= What is asked =
Rewrite the rows below as a Markdown table with the columns "Line No." and "Content," one table row per line and no blank lines.

[BEGIN Data for the task]

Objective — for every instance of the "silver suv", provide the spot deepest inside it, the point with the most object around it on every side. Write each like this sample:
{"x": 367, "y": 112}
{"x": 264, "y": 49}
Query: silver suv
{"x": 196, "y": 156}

[END Data for the task]

= Response below =
| Line No. | Content |
|---|---|
| 1 | Objective — for every instance of the "silver suv", provide the spot deepest inside it, the point with the most object around it on every side. Write each like this sample: |
| 2 | {"x": 367, "y": 112} |
| 3 | {"x": 264, "y": 49} |
| 4 | Query: silver suv |
| 5 | {"x": 196, "y": 156} |